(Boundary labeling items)
____

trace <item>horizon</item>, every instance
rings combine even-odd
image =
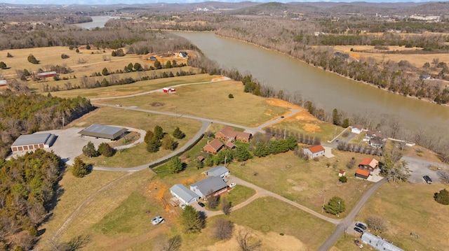
[[[269,2],[278,2],[281,3],[430,3],[430,2],[438,2],[438,1],[431,1],[431,0],[417,0],[417,1],[410,1],[410,0],[398,0],[398,1],[382,1],[382,0],[365,0],[365,1],[339,1],[339,0],[328,0],[328,1],[322,1],[322,0],[286,0],[286,1],[269,1],[269,0],[256,0],[256,1],[241,1],[241,0],[222,0],[222,1],[203,1],[203,0],[155,0],[155,1],[140,1],[139,0],[130,0],[126,1],[126,3],[123,3],[124,0],[63,0],[63,1],[58,1],[58,0],[41,0],[40,3],[29,3],[29,1],[26,0],[9,0],[4,1],[0,2],[0,4],[13,4],[13,5],[27,5],[27,6],[41,6],[41,5],[107,5],[107,4],[123,4],[123,5],[133,5],[133,4],[152,4],[152,3],[201,3],[205,2],[222,2],[222,3],[240,3],[243,1],[250,1],[254,3],[265,3]]]

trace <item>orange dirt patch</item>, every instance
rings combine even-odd
[[[316,131],[321,131],[321,128],[320,127],[320,126],[315,124],[309,124],[309,123],[304,124],[302,126],[302,129],[307,132],[310,132],[310,133],[315,133]]]

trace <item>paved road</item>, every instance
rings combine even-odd
[[[338,237],[340,237],[342,234],[344,233],[345,229],[349,227],[350,228],[353,225],[356,216],[358,214],[358,212],[365,205],[366,201],[368,201],[368,199],[385,182],[387,182],[387,180],[383,178],[366,191],[348,215],[340,222],[334,232],[332,233],[328,239],[321,245],[321,246],[318,249],[318,251],[327,251],[332,248],[335,241],[337,241]]]

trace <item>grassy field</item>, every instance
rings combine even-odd
[[[201,128],[201,123],[197,120],[175,118],[172,116],[163,116],[153,113],[144,113],[133,110],[126,110],[112,108],[100,108],[89,114],[74,121],[69,126],[84,127],[91,124],[114,124],[117,126],[130,127],[143,130],[153,130],[159,125],[164,132],[171,134],[176,127],[179,127],[186,137],[178,139],[178,148],[185,145]],[[146,144],[141,143],[131,148],[120,150],[111,157],[100,156],[87,158],[81,157],[86,163],[95,166],[132,167],[149,163],[161,158],[171,151],[161,149],[156,153],[149,153],[146,150]]]
[[[234,99],[229,99],[229,94]],[[177,112],[246,126],[260,124],[287,112],[285,107],[270,105],[262,97],[245,93],[241,83],[232,80],[180,86],[171,94],[158,92],[98,102]],[[152,106],[154,102],[159,106]]]
[[[321,212],[324,200],[338,196],[347,205],[347,211],[342,214],[344,217],[373,183],[356,179],[356,169],[349,170],[345,166],[351,157],[354,157],[358,162],[367,155],[337,150],[333,152],[336,155],[335,159],[321,157],[319,162],[311,160],[307,163],[289,152],[261,159],[256,157],[247,161],[245,166],[232,163],[229,168],[239,178],[319,213]],[[334,169],[332,164],[336,159],[337,167]],[[326,167],[328,162],[331,164],[330,168]],[[346,171],[347,183],[338,181],[340,168]]]
[[[447,186],[438,183],[387,183],[370,199],[356,220],[364,222],[371,215],[382,217],[388,230],[377,234],[405,250],[448,250],[449,207],[433,198],[443,188]],[[411,237],[410,232],[419,238]],[[335,246],[340,250],[351,250],[342,238]]]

____

WHAT YOU WILL DO>
Quote all the records verbatim, dropping any pictures from your copy.

REPLY TO THE TASK>
trace <item>horizon</item>, every instance
rings combine even-odd
image =
[[[269,2],[278,2],[281,3],[430,3],[430,2],[438,2],[438,1],[431,1],[431,0],[417,0],[417,1],[410,1],[410,0],[398,0],[398,1],[382,1],[382,0],[365,0],[365,1],[339,1],[339,0],[328,0],[328,1],[322,1],[322,0],[286,0],[286,1],[269,1],[269,0],[256,0],[256,1],[241,1],[241,0],[222,0],[222,1],[203,1],[203,0],[155,0],[155,1],[140,1],[139,0],[130,0],[126,1],[126,3],[123,3],[124,0],[63,0],[63,1],[58,1],[58,0],[41,0],[40,3],[29,3],[29,1],[26,0],[9,0],[4,1],[0,2],[0,4],[13,4],[13,5],[27,5],[27,6],[41,6],[41,5],[107,5],[107,4],[123,4],[123,5],[133,5],[133,4],[152,4],[152,3],[201,3],[205,2],[222,2],[222,3],[240,3],[243,1],[250,1],[254,3],[265,3]]]

trace <item>orange dirt patch</item>, every instance
rings combine even-odd
[[[316,131],[321,131],[321,128],[320,127],[320,126],[315,124],[309,124],[309,123],[304,124],[302,126],[302,129],[307,132],[310,132],[310,133],[315,133]]]

trace <item>paved road</item>, every instance
rings combine even-odd
[[[338,237],[340,237],[342,234],[344,233],[345,229],[349,227],[350,228],[353,225],[356,216],[358,214],[358,212],[365,205],[366,201],[368,201],[368,199],[385,182],[387,182],[387,180],[383,178],[366,191],[348,215],[340,222],[334,232],[332,233],[328,239],[321,245],[321,246],[318,249],[318,251],[327,251],[332,248],[335,241],[337,241]]]

trace <item>grassy field</item>, every instance
rings combine even-odd
[[[201,128],[201,123],[197,120],[175,118],[172,116],[163,116],[153,113],[144,113],[133,110],[126,110],[112,108],[100,108],[89,114],[74,121],[69,126],[84,127],[91,124],[114,124],[117,126],[130,127],[143,130],[153,130],[159,125],[164,132],[171,134],[176,127],[179,127],[186,137],[178,139],[178,148],[185,145]],[[146,144],[141,143],[131,148],[120,150],[111,157],[100,156],[87,158],[81,157],[86,163],[95,166],[132,167],[149,163],[161,158],[171,151],[161,149],[156,153],[149,153],[146,150]]]
[[[234,99],[229,99],[229,94]],[[177,112],[246,126],[260,124],[287,112],[285,107],[270,105],[262,97],[245,93],[241,83],[232,80],[180,86],[171,94],[158,92],[98,102]],[[152,106],[154,102],[159,106]]]
[[[321,212],[324,200],[338,196],[347,205],[347,211],[342,214],[344,217],[373,183],[356,179],[356,169],[349,170],[345,166],[351,157],[354,157],[358,162],[367,155],[337,150],[333,152],[336,155],[335,159],[321,157],[319,162],[311,160],[307,163],[289,152],[261,159],[256,157],[247,161],[245,166],[232,163],[229,168],[239,178],[319,213]],[[334,169],[332,164],[336,159],[337,167]],[[326,167],[328,162],[331,164],[330,168]],[[346,171],[347,183],[338,181],[340,168]]]
[[[447,186],[438,183],[387,183],[370,199],[356,220],[364,222],[371,215],[382,217],[388,230],[377,234],[405,250],[448,250],[449,207],[433,198],[443,188]],[[411,237],[410,232],[419,238]],[[335,246],[340,250],[351,250],[342,238]]]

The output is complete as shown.